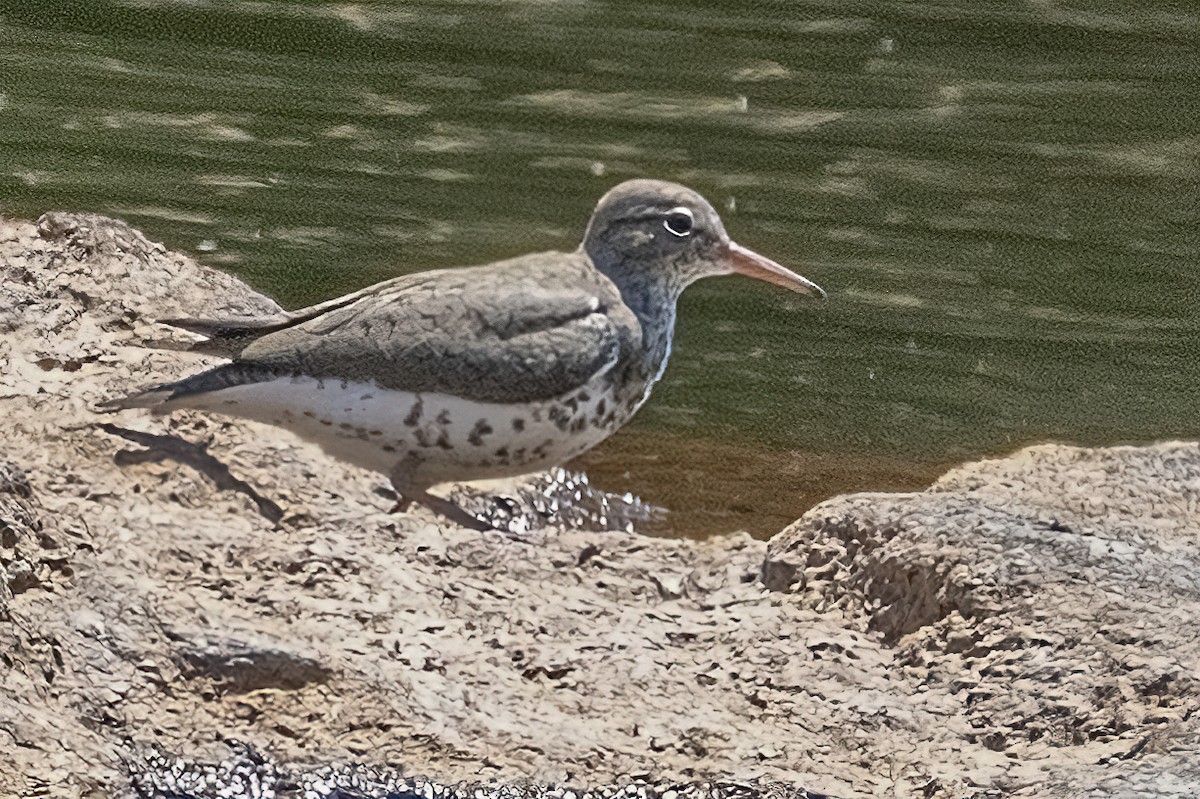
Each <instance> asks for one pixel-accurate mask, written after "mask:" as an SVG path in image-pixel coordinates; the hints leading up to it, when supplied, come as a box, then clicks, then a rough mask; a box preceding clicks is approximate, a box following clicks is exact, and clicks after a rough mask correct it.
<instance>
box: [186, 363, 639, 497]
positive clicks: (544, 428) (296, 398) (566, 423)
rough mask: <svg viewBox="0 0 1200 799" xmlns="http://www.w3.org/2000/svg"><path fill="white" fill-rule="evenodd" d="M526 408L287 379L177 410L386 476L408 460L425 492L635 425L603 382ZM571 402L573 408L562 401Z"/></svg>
mask: <svg viewBox="0 0 1200 799" xmlns="http://www.w3.org/2000/svg"><path fill="white" fill-rule="evenodd" d="M594 383H595V385H588V386H584V388H583V389H578V390H575V391H571V392H569V394H568V395H564V397H560V398H558V399H554V401H546V402H538V403H529V404H523V405H502V404H493V403H486V402H474V401H470V399H462V398H460V397H451V396H448V395H443V394H431V392H416V394H414V392H409V391H394V390H386V389H380V388H379V386H377V385H376V384H374V383H354V382H342V380H317V379H316V378H304V377H295V378H280V379H276V380H269V382H264V383H252V384H247V385H240V386H233V388H229V389H222V390H221V391H212V392H209V394H204V395H197V396H193V397H187V398H186V399H185V401H182V402H180V403H179V404H180V405H186V407H188V408H198V409H202V410H211V411H215V413H221V414H226V415H230V416H241V417H245V419H252V420H254V421H260V422H265V423H269V425H275V426H277V427H282V428H284V429H288V431H292V432H293V433H295V434H298V435H300V437H301V438H305V439H308V440H311V441H313V443H316V444H319V445H320V446H322V447H323V449H324V450H325V451H326V452H329V453H330V455H332V456H335V457H337V458H341V459H343V461H347V462H349V463H354V464H356V465H360V467H364V468H366V469H371V470H374V471H382V473H384V474H388V473H389V471H390V470H391V469H392V467H395V465H396V464H397V463H400V462H401V461H404V459H406V458H408V459H409V461H413V462H414V463H419V467H418V473H416V474H415V475H414V477H415V479H418V480H419V481H421V482H424V483H426V485H437V483H439V482H446V481H451V480H455V481H457V480H478V479H482V477H500V476H510V475H517V474H524V473H528V471H534V470H538V469H544V468H547V467H551V465H556V464H560V463H563V462H565V461H569V459H570V458H572V457H575V456H577V455H580V453H582V452H584V451H587V450H589V449H592V447H593V446H595V445H596V444H599V443H600V441H602V440H604V439H605V438H607V437H608V435H610V434H611V433H612V432H613V431H616V429H617V428H618V427H620V425H622V423H624V422H625V420H626V419H628V417H629V415H630V414H629V410H630V409H626V408H624V407H622V408H613V407H612V404H613V403H612V401H611V399H607V401H606V399H605V394H604V391H602V390H601V385H600V382H599V380H596V382H594ZM564 399H566V401H569V402H566V404H565V405H564V404H563V401H564Z"/></svg>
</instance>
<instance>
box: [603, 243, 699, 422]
mask: <svg viewBox="0 0 1200 799" xmlns="http://www.w3.org/2000/svg"><path fill="white" fill-rule="evenodd" d="M622 266H623V265H620V264H618V265H614V266H611V268H610V269H601V271H602V272H604V274H605V275H607V276H608V278H610V280H612V282H613V283H616V286H617V288H618V290H619V292H620V299H622V301H623V302H624V304H625V305H626V306H628V307H629V310H630V311H632V312H634V316H636V317H637V320H638V323H640V324H641V328H642V346H641V350H640V352H638V354H637V356H636V358H635V359H632V360H631V361H629V362H628V364H626V371H625V374H624V378H623V380H622V384H623V385H624V386H625V388H626V391H629V392H630V396H629V397H628V401H629V402H630V404H631V409H632V410H636V409H637V408H638V407H641V404H642V403H643V402H646V399H647V398H648V397H649V394H650V389H652V388H653V385H654V384H655V383H656V382H658V379H659V378H660V377H662V371H664V370H665V368H666V365H667V359H668V358H670V355H671V340H672V337H673V335H674V322H676V304H677V301H678V300H679V295H680V294H682V293H683V289H684V288H685V287H684V286H677V284H674V283H673V282H672V281H671V280H670V278H671V274H670V272H666V271H665V270H664V272H665V274H655V270H647V269H646V266H644V265H634V266H632V268H631V269H629V270H625V269H622Z"/></svg>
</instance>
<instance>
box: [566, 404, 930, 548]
mask: <svg viewBox="0 0 1200 799" xmlns="http://www.w3.org/2000/svg"><path fill="white" fill-rule="evenodd" d="M650 402H653V398H652V399H650ZM570 465H571V468H574V469H578V470H581V471H584V473H587V474H588V476H589V477H590V479H592V483H593V485H595V486H598V487H600V488H604V489H605V491H608V492H614V493H625V492H631V493H634V494H636V495H640V497H641V498H642V500H644V501H647V503H649V504H652V505H658V506H660V507H665V509H666V510H667V516H666V518H665V519H664V521H661V522H659V523H656V524H653V525H650V527H649V528H648V529H647V531H648V533H652V534H655V535H668V536H684V537H707V536H709V535H718V534H722V533H734V531H738V530H745V531H748V533H750V534H751V535H752V536H755V537H756V539H769V537H770V536H773V535H775V534H776V533H779V531H780V530H781V529H784V528H785V527H786V525H788V524H791V523H792V521H794V519H796V518H797V517H799V516H800V515H802V513H804V511H806V510H809V509H810V507H812V506H814V505H816V504H818V503H821V501H823V500H826V499H829V498H830V497H836V495H838V494H845V493H851V492H856V491H917V489H919V488H924V487H926V486H929V485H930V483H931V482H934V480H936V479H937V477H938V476H940V475H942V474H943V473H944V471H946V469H947V468H949V467H950V465H953V463H914V462H911V461H904V459H900V458H892V457H888V456H880V455H862V453H851V452H845V453H823V452H822V453H817V452H797V451H779V450H773V449H769V447H764V446H754V445H739V444H737V443H736V441H721V440H714V439H709V438H696V437H691V435H688V437H685V435H679V434H673V433H668V432H660V431H653V429H644V428H642V427H638V426H637V425H636V422H635V425H632V426H630V427H626V428H625V429H623V431H620V432H619V433H617V434H616V435H613V437H612V438H610V439H608V440H607V441H605V443H604V444H601V445H600V446H598V447H596V449H594V450H592V451H590V452H587V453H584V455H583V456H581V457H578V458H576V459H575V461H574V462H572V463H571V464H570Z"/></svg>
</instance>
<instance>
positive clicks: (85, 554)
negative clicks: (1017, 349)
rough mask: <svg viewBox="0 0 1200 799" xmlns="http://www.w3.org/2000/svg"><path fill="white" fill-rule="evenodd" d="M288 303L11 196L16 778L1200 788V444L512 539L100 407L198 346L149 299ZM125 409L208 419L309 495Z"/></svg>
mask: <svg viewBox="0 0 1200 799" xmlns="http://www.w3.org/2000/svg"><path fill="white" fill-rule="evenodd" d="M275 308H276V306H275V305H274V302H271V301H270V300H266V299H265V298H262V296H258V295H256V294H253V293H252V292H251V290H250V289H247V288H246V287H245V286H242V284H241V283H240V282H238V281H236V280H234V278H232V277H229V276H226V275H221V274H218V272H214V271H211V270H206V269H204V268H200V266H198V265H196V264H194V263H192V262H191V260H188V259H187V258H185V257H181V256H176V254H173V253H168V252H166V251H164V250H163V248H162V247H160V246H157V245H151V244H150V242H148V241H146V240H145V239H143V238H142V236H140V235H139V234H137V233H134V232H132V230H131V229H128V228H127V227H125V226H122V224H121V223H114V222H110V221H104V220H101V218H97V217H79V216H62V215H60V216H48V217H43V220H42V222H41V227H40V228H38V227H35V226H34V224H29V223H22V222H12V221H7V222H5V221H0V335H2V338H0V433H2V439H0V440H2V450H0V461H7V462H11V463H12V464H16V467H18V468H19V469H20V470H23V471H24V474H25V475H28V483H26V482H24V481H23V479H22V475H20V474H19V473H18V471H17V470H16V469H7V470H2V471H0V669H2V671H0V795H4V797H8V795H16V797H43V795H50V797H61V798H70V797H108V795H122V793H125V792H127V780H126V777H125V773H124V770H122V757H125V756H126V755H127V753H128V752H130V751H138V750H139V749H140V747H144V746H148V745H157V746H162V747H166V749H167V750H168V751H172V752H179V753H181V755H186V756H190V757H210V758H220V757H221V756H222V755H224V753H226V752H227V750H226V749H224V746H223V745H222V744H221V743H220V741H221V740H222V739H223V738H236V739H241V740H245V741H250V743H252V744H254V745H256V746H258V747H260V749H262V750H265V751H268V752H270V753H271V755H272V757H275V758H277V759H280V761H282V762H299V763H312V764H319V763H346V762H349V761H365V762H368V763H380V764H384V763H390V764H394V765H402V767H403V768H404V769H406V770H407V771H410V773H424V774H427V775H432V776H438V777H443V779H449V780H457V779H485V780H496V781H510V780H539V781H541V780H545V781H564V780H565V781H570V782H575V783H581V785H588V783H596V782H602V781H610V780H613V779H617V777H620V776H622V775H652V776H655V777H670V779H683V780H690V779H698V777H703V776H718V777H737V779H749V777H756V776H761V777H764V779H772V780H785V781H792V782H796V783H798V785H802V786H805V787H809V788H812V789H818V791H824V792H828V793H830V794H834V795H838V797H946V798H954V797H968V795H979V797H983V795H988V797H994V795H1018V797H1024V795H1027V797H1048V795H1054V797H1150V795H1153V797H1195V795H1200V753H1198V752H1200V714H1196V709H1198V707H1200V698H1198V683H1196V680H1198V667H1200V633H1198V626H1196V618H1198V617H1200V569H1198V566H1200V447H1198V445H1196V444H1192V443H1168V444H1160V445H1157V446H1147V447H1117V449H1109V450H1080V449H1074V447H1067V446H1054V445H1046V446H1038V447H1032V449H1028V450H1025V451H1021V452H1019V453H1016V455H1014V456H1013V457H1010V458H1007V459H1001V461H985V462H982V463H974V464H968V465H965V467H962V468H960V469H956V470H954V471H952V473H950V474H948V475H946V476H944V477H943V479H942V480H941V481H938V482H937V483H936V485H935V486H934V487H932V488H930V489H929V491H926V492H922V493H910V494H856V495H848V497H839V498H835V499H832V500H829V501H826V503H823V504H822V505H820V506H817V507H815V509H812V510H811V511H809V512H808V513H805V516H804V517H802V518H800V519H799V521H797V522H796V523H794V524H793V525H791V527H790V528H788V529H786V530H784V531H782V533H780V534H779V535H778V536H775V539H773V540H772V541H770V542H762V541H755V540H752V539H750V537H749V536H744V535H742V536H725V537H716V539H712V540H708V541H689V540H685V541H679V540H659V539H650V537H644V536H637V535H630V534H625V533H587V531H565V533H564V531H556V530H552V529H551V530H541V531H536V533H534V534H532V535H530V537H529V540H528V542H515V541H511V540H506V539H504V537H502V536H499V535H480V534H478V533H472V531H467V530H460V529H446V528H444V527H443V525H442V524H439V522H438V519H437V518H434V517H432V516H430V515H426V513H425V512H424V511H420V510H418V511H415V512H414V513H413V515H408V516H392V515H389V513H388V512H386V510H388V506H389V504H390V503H389V500H388V499H385V498H384V497H380V495H377V494H376V493H374V492H373V488H374V487H376V486H377V485H378V480H377V479H376V477H373V476H371V475H367V474H365V473H360V471H356V470H354V469H352V468H349V467H343V465H341V464H338V463H336V462H332V461H330V459H329V458H326V457H325V456H324V455H322V453H320V452H319V451H318V450H316V449H313V447H310V446H307V445H305V444H301V443H299V441H298V440H295V439H293V438H290V437H288V435H287V434H284V433H282V432H280V431H275V429H272V428H266V427H262V426H257V425H251V423H240V422H233V421H228V420H221V419H216V417H205V416H199V415H187V414H179V415H176V416H174V417H172V419H169V420H163V419H151V417H149V416H146V415H145V414H144V413H137V411H127V413H125V414H121V415H119V416H116V417H101V416H97V415H96V414H94V413H92V411H91V410H90V405H91V404H92V403H94V402H95V401H97V399H101V398H106V397H109V396H113V395H118V394H121V392H124V391H126V390H128V389H131V388H133V386H136V385H139V384H143V383H146V382H150V380H154V379H158V378H170V377H174V376H178V374H180V373H182V372H185V371H193V370H194V368H197V367H198V366H199V365H200V364H202V362H203V359H200V358H198V356H194V355H190V354H182V353H178V352H169V350H166V352H164V350H156V349H146V348H144V347H142V346H140V344H142V343H143V342H144V341H146V340H154V338H161V337H163V336H164V335H166V334H164V330H163V329H162V328H160V326H156V325H154V324H151V323H152V322H154V319H156V318H168V317H173V316H211V314H218V313H221V314H236V313H246V312H263V311H271V310H275ZM101 421H112V422H114V423H118V425H121V426H125V427H131V428H138V429H144V431H151V432H157V433H170V434H174V435H179V437H182V438H186V439H188V440H191V441H200V443H209V445H210V451H211V452H212V453H214V455H216V456H218V457H220V458H221V461H223V462H224V463H227V464H228V465H229V468H230V469H232V471H233V474H234V475H236V476H239V477H242V479H245V480H246V481H247V482H248V483H251V485H252V486H256V487H258V488H259V489H262V491H263V493H264V494H268V495H270V497H272V498H274V499H276V500H278V503H280V505H281V506H282V509H283V512H284V517H283V519H282V522H281V523H278V524H276V523H272V522H271V521H269V518H266V516H264V513H263V512H260V509H259V507H258V506H256V504H254V503H253V500H252V498H251V497H250V495H248V494H247V493H245V492H239V491H230V489H222V488H218V487H216V485H214V482H212V481H211V480H210V479H209V477H205V476H202V475H200V474H198V473H197V471H196V470H193V469H191V468H187V467H184V465H179V464H176V463H174V462H172V461H161V462H158V461H156V459H155V458H148V457H142V456H136V455H122V456H119V453H120V452H121V451H122V450H128V449H133V450H137V449H138V447H136V446H133V445H131V444H130V443H128V441H125V440H122V439H120V438H116V437H114V435H112V434H109V433H107V432H104V431H102V429H101V428H100V427H97V422H101ZM118 462H120V463H122V464H124V465H118ZM268 511H269V509H268Z"/></svg>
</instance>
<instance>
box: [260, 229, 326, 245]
mask: <svg viewBox="0 0 1200 799" xmlns="http://www.w3.org/2000/svg"><path fill="white" fill-rule="evenodd" d="M265 235H266V236H268V238H270V239H274V240H276V241H286V242H288V244H289V245H294V246H300V247H314V246H318V245H319V246H324V245H328V244H329V242H331V241H340V240H342V239H344V234H343V233H342V232H341V230H340V229H337V228H335V227H295V228H270V229H269V230H268V232H266V234H265Z"/></svg>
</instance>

════

◆ **Work request**
Return the entries word for word, from their start through the line that contains "positive clicks: (544, 428)". Leave the pictures out of your answer.

◆ **Answer box**
Each <instance> asks for one pixel-accurate mask, written after "mask:" as an SVG path in image-pixel coordinates; the hints leading up to it, when supplied, come as a box, then clicks, then a rough mask; a box preceding clicks is approximate, a box following clicks is exact, and clicks after a rough mask correct it.
<instance>
box: [186, 363, 639, 497]
positive clicks: (544, 428) (296, 398) (566, 423)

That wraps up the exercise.